=== WRITTEN EXERCISE ===
Rescale the entries below by rewriting every line of them. Keep all wording as it is, but multiply each point coordinate by 1.35 and round it to the nearest whole number, rounding halves up.

=== INFORMATION SHOWN ===
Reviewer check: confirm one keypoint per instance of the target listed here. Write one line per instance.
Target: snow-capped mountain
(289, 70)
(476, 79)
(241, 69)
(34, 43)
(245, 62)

=== THE RESPONSE ===
Reviewer check: confirm one keypoint per instance of the target listed here. Write one line per instance.
Target: snow-capped mountain
(390, 95)
(643, 107)
(325, 93)
(46, 58)
(331, 84)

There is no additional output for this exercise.